● Excerpted records
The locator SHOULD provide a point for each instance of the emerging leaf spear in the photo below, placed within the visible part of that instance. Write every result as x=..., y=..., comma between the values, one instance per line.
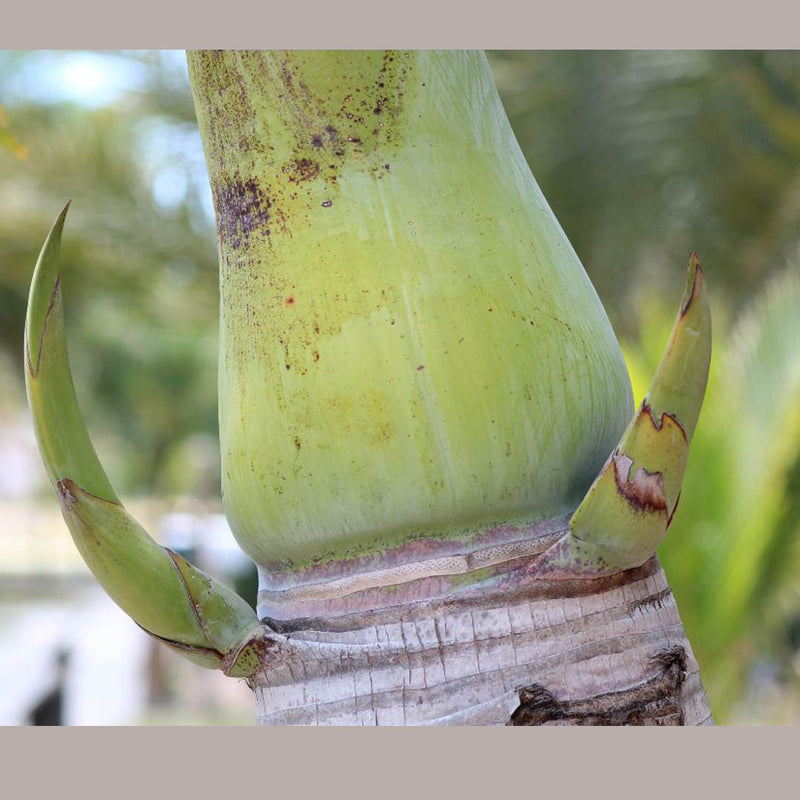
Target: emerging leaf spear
x=412, y=358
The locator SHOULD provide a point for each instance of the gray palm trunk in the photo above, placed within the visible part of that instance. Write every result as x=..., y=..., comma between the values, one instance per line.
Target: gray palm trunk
x=418, y=384
x=482, y=645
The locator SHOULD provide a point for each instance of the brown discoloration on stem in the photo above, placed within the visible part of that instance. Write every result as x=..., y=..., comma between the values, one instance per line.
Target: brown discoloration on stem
x=242, y=207
x=698, y=275
x=655, y=701
x=645, y=493
x=34, y=371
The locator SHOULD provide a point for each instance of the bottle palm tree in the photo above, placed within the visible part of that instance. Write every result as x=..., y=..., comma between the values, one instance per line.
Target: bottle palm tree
x=428, y=439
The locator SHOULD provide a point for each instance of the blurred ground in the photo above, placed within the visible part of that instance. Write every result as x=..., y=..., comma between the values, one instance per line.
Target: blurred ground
x=643, y=156
x=114, y=673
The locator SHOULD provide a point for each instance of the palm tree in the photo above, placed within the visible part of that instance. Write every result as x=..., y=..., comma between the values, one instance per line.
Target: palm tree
x=418, y=385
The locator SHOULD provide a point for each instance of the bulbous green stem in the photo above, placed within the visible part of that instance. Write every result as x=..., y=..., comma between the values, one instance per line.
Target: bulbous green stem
x=164, y=594
x=627, y=510
x=410, y=349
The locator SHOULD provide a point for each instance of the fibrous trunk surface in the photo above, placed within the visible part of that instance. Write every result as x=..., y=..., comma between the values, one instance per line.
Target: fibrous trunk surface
x=608, y=651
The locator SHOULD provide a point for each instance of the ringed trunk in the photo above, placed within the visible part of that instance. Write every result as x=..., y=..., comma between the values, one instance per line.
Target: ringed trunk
x=428, y=440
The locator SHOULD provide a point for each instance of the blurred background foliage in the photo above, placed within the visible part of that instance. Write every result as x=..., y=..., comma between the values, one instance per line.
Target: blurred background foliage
x=643, y=156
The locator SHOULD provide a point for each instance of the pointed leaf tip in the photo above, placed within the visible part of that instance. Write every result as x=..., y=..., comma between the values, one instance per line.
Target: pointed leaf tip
x=164, y=594
x=627, y=510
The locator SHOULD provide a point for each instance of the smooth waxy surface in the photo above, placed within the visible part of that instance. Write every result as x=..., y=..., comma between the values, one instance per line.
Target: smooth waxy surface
x=410, y=347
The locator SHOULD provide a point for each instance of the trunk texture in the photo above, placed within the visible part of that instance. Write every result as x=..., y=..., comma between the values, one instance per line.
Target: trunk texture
x=479, y=646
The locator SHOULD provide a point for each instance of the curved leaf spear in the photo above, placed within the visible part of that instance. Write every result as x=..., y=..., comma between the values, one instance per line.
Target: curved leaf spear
x=623, y=515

● Required work
Transcribe the lines above between the line holding "the blurred ground" and the line holding "of the pointed", inclusive, exactly as they stand and with nothing added.

● Task output
The locator SHOULD provide a point for each instance of the blurred ground in the photo above, placed within the visible part of that instance. Write every result as x=..., y=..., comma between the values, one instance per line.
Target: blurred ground
x=643, y=156
x=114, y=673
The locator SHOULD provide a point for each instance of the palm tree in the photo above, placed within the visible part of that instance. Write every result as x=..., y=..., comma between the values, one instance per line.
Target: palm tree
x=418, y=385
The locator SHOULD provide a point for each instance of the bulbous green stem in the photo above, placed within the visible part of that instance. Write every result as x=..., y=..., comma between the values, one instance per line.
Target: bulbous green stem
x=164, y=594
x=627, y=510
x=410, y=349
The locator SHOULD provide a point for each instance of the fibrous trunk surface in the photo above, placed within the visible part of that instance. Write every result as x=..., y=..., comma between the values, one instance per line.
Target: fibrous trunk surface
x=608, y=651
The locator SHOULD provide a point for each instance of the ringed trunk in the photo above, placed within the visible part of that instance. Write every result as x=..., y=..., comma between the values, one instance per line.
Target: ringed trunk
x=428, y=440
The locator SHOULD provide a point for each instance of the blurred background foliage in the photo above, placed within the visible part of that instance. Write every result as x=..., y=..., comma between the values, one instance per line.
Target: blurred background foliage
x=643, y=156
The locator SHOULD provide a point for each instance of the pointed leaf tip in the photo above, placed within the visible part of that instance. Write every result as x=..., y=..., comma between the values, one instance per line.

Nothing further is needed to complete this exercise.